▸ Supplied information:
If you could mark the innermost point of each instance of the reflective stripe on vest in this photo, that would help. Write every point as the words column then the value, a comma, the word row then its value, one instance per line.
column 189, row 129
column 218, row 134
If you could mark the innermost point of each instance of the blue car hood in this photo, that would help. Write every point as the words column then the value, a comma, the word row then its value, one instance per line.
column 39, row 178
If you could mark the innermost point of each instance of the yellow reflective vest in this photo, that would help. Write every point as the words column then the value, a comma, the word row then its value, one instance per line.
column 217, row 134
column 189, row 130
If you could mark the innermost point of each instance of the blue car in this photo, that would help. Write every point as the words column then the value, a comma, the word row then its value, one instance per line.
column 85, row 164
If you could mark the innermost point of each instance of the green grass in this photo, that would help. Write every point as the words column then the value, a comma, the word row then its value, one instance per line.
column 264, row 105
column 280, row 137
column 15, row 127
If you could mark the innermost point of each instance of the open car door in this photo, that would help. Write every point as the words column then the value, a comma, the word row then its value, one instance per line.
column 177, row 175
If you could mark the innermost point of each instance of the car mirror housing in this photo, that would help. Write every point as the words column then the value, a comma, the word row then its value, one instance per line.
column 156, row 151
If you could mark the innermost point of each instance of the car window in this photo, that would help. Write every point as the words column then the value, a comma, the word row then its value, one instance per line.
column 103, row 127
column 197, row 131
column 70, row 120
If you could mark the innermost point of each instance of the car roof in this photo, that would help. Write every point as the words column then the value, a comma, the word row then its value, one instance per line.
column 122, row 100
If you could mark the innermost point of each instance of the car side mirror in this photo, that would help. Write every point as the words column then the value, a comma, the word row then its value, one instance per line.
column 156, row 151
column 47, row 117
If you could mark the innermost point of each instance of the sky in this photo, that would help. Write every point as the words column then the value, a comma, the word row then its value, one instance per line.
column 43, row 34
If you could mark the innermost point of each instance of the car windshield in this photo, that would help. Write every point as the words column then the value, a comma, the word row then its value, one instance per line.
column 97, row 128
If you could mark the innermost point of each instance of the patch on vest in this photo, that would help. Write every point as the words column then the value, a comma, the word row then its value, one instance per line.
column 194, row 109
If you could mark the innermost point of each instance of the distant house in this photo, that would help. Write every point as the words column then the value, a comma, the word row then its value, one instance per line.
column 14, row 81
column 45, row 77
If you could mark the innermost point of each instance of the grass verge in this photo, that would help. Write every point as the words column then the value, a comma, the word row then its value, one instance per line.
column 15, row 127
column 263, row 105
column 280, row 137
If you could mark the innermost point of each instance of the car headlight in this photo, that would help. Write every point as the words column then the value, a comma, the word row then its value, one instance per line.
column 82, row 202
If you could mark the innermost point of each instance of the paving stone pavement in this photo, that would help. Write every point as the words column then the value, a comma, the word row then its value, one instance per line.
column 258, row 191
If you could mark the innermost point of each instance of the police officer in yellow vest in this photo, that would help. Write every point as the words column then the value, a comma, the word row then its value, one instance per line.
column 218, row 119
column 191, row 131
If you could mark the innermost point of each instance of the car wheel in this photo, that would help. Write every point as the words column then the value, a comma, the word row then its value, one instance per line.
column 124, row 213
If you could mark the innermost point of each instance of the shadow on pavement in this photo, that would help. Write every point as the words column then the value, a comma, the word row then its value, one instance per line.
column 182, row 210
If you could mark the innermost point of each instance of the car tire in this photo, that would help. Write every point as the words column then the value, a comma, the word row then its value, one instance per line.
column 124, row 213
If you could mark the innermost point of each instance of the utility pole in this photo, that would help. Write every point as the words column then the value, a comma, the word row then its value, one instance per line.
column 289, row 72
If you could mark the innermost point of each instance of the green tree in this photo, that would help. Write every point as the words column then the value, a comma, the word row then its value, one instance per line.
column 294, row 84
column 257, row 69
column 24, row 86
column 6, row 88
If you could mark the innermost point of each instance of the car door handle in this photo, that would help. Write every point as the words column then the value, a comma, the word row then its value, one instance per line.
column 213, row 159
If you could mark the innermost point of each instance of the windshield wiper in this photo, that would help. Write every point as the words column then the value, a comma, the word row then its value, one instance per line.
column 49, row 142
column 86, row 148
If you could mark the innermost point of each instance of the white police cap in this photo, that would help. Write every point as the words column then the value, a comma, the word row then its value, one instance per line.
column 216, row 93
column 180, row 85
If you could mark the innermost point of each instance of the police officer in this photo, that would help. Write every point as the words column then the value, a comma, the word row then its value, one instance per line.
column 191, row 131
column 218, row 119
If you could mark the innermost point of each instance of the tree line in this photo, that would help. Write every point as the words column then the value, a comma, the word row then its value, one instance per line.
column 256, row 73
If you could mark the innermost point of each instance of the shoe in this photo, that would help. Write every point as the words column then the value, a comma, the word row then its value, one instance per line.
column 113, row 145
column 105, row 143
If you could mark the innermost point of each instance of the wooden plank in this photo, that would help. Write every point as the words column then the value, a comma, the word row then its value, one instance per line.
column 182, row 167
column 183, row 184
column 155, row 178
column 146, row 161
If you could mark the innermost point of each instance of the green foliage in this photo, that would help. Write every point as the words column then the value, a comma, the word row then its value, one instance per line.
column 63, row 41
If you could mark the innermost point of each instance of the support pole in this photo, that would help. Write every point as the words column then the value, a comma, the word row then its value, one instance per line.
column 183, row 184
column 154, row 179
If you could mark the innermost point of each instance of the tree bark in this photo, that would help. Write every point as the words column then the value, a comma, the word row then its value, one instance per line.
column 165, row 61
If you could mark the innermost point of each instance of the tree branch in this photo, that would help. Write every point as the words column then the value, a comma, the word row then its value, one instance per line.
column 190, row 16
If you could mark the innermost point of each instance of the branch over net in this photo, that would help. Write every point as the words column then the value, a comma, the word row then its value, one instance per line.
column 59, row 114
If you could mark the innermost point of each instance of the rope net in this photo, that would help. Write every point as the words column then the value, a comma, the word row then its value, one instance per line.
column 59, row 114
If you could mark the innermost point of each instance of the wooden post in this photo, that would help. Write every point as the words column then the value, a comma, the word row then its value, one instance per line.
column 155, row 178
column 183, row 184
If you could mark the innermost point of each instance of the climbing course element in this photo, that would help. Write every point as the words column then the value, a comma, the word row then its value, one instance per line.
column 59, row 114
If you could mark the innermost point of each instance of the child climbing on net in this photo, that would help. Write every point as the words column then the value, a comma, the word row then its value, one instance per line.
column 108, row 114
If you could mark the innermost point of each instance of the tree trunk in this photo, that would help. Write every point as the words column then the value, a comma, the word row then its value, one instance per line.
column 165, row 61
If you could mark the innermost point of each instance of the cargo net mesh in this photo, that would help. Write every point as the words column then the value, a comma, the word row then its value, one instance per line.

▸ Aim of the task:
Write out the data again in full. Match it exactly.

▸ Task solution:
If you could mark the innermost point of each instance of the reflective stripe on vest in this photo, that would help. Write every point as the words column then the value, a comma, the word row then its value, one instance per line.
column 189, row 129
column 218, row 134
If you could mark the innermost point of each instance of the blue car hood in this photo, that would help. Write every point as the words column then the value, a comma, the word row then its value, one instance per line.
column 39, row 178
If you could mark the innermost point of each instance of the yellow reflective vest in this photo, that would help. Write every point as the words column then the value, a comma, the word row then its value, one instance per line.
column 217, row 134
column 189, row 130
If you could mark the innermost point of each instance of the blue car in this photo, that would help. Write every point as the words column then the value, a comma, the word row then its value, one instance per line.
column 85, row 164
If you could mark the innermost point of each instance of the green grass in this photo, that would help. Write every point as the words column then the value, a comma, the word row then its value, one instance per line.
column 264, row 105
column 280, row 137
column 15, row 127
If you could mark the innermost point of each instance of the open car door in this photo, that would help. Write every point as the words column then the value, a comma, the word row then its value, one instance per line.
column 177, row 175
If you could mark the innermost point of each instance of the car mirror housing in this photo, that would help. Write every point as the words column then the value, a comma, the word row then its value, one instance per line.
column 156, row 151
If you could mark the innermost point of each instance of the car window in this photo, that would help. Write every point as the words column then the value, a comma, the word row then its value, one instance per line.
column 103, row 127
column 197, row 131
column 70, row 120
If you could mark the innermost point of each instance of the car roof in this photo, that would help. Write every point as the words column then the value, a comma, the word row then its value, one instance per line.
column 122, row 100
If you could mark the innermost point of each instance of the car side mirror in this photo, that would help. Write every point as the words column then the value, a comma, the word row then its value, one instance per line.
column 156, row 151
column 47, row 117
If you could mark the innermost point of each instance of the sky in this photo, that would help. Write every point as the words column then the value, a comma, the word row then its value, one instance per line.
column 43, row 34
If you could mark the innermost point of each instance of the car windshield in this photo, that would help. Write every point as the words column then the value, a comma, the word row then its value, one instance per line.
column 97, row 128
If you could mark the innermost point of each instance of the patch on vest in this photo, that would help. Write every point as the words column then the value, a comma, the word row then its value, one instance per line.
column 194, row 109
If you could mark the innermost point of each instance of the distant house in this photo, that would help. Write every point as the words column then the value, a comma, the word row then its value, one instance per line.
column 14, row 81
column 45, row 77
If you could mark the innermost point of each instance of the grass verge in this photo, that would help. Write every point as the words column then the value, a comma, the word row then its value, one instance per line.
column 15, row 127
column 263, row 105
column 280, row 137
If you could mark the innermost point of each instance of the car headlight in this photo, that would help. Write every point as the words column then the value, a comma, the word row then its value, one instance per line.
column 82, row 202
If you could mark the innermost point of each instance of the paving stone pavement in this photo, that would help. Write every point as the words column then the value, a comma, the word row then its value, one instance per line.
column 258, row 191
If you could mark the innermost point of each instance of the police officer in yellow vest in this photo, that would help. Write every point as the words column then the value, a comma, the word row then its value, one instance per line.
column 218, row 119
column 191, row 131
If you could mark the innermost point of each instance of the car wheel in this photo, that would help. Write every point as the words column then the value, a comma, the word row then its value, one instance per line.
column 124, row 213
If you could mark the innermost point of each instance of the shadow on pavement in this photo, that would help. Write every point as the words column then the value, a comma, the word row then its value, one instance per line.
column 182, row 210
If you could mark the innermost point of each instance of the car tire in this photo, that would help. Write every point as the words column then the value, a comma, the word row then its value, one instance per line.
column 124, row 213
If you could mark the innermost point of each instance of the utility pole in this photo, that would help. Write every point as the words column then the value, a comma, the word row then its value, one instance per line.
column 289, row 72
If you could mark the innermost point of each instance of the green tree in this photo, that would help. Write every point as the words column then the value, a comma, the word row then its value, one instance per line.
column 294, row 84
column 257, row 69
column 24, row 86
column 6, row 88
If you could mark the innermost point of each instance of the car door handle in this photo, that would help. Write every point as the words column then the value, a comma, the word row then its value, one instance per line.
column 213, row 159
If you could mark the innermost point of each instance of the windshield wiper in this photo, that would help. Write every point as the words column then the value, a comma, the word row then its value, one instance per line.
column 49, row 142
column 86, row 148
If you could mark the innermost point of each instance of the white police cap in this photo, that would help. Write every point as the words column then the value, a comma, the word row then its value, one instance per line.
column 216, row 93
column 180, row 85
If you could mark the innermost point of each instance of the police officer in this photo, that would help. Write every point as the words column then the value, a comma, the word row then its value, one instance per line.
column 191, row 131
column 218, row 119
If you could mark the innermost point of each instance of the tree line in this photo, that would help. Write every point as the words column then the value, a comma, the word row then its value, one instance per line.
column 256, row 73
If you could mark the innermost point of each instance of the shoe in this photo, that would help. Write every point as the words column then the value, a comma, the word row then its value, one instance per line.
column 113, row 145
column 105, row 143
If you could mark the innermost point of each instance of the wooden plank in this photo, that would help. Write every point as the words column then the value, a comma, the word row then its value, one instance per line.
column 182, row 167
column 183, row 184
column 155, row 178
column 146, row 161
If you could mark the innermost point of each instance of the green foliage in this photo, that would help. Write every point as the words column then the value, a comma, the word row then its value, one instance per line.
column 63, row 41
If you could mark the innermost point of each instance of the support pole in this photo, that would help. Write every point as the words column then the value, a comma, the word row then its value, one instance per line.
column 183, row 184
column 154, row 179
If you could mark the innermost point of each instance of the tree bark in this photo, that would help. Write every point as the words column then the value, a comma, the word row then its value, one instance per line.
column 165, row 61
If you could mark the innermost point of each instance of the tree branch in this photo, that would help. Write every point as the words column then the value, a comma, the word row then its value, one instance per line.
column 190, row 16
If you could mark the innermost point of each instance of the branch over net in this photo, that would help. Write every point as the words column then the value, a comma, the word row then its value, one instance per line.
column 59, row 114
If you could mark the innermost point of each instance of the rope net in this photo, that would help. Write every point as the words column then the value, a comma, the word row then its value, one instance per line.
column 59, row 114
If you could mark the innermost point of each instance of the wooden post in this photo, that would help. Write every point as the words column then the value, a comma, the word row then its value, one instance per line.
column 155, row 178
column 183, row 184
If you could mark the innermost point of each instance of the climbing course element in this photo, that would help. Write every point as the words column then the value, a comma, the word row then its value, one instance per line.
column 59, row 114
If you could mark the innermost point of each instance of the child climbing on net in this photo, that would help. Write every point as the words column then the value, a comma, the word row then its value, one instance per line.
column 108, row 114
If you could mark the innermost point of each instance of the tree trunk in this photo, that would help. Write every point as the words column then the value, a comma, the word row then its value, one instance per line.
column 165, row 61
If you could mark the innermost point of each instance of the cargo net mesh in this photo, that would help. Write every point as the words column then the value, a comma, the word row then its value, one instance per line.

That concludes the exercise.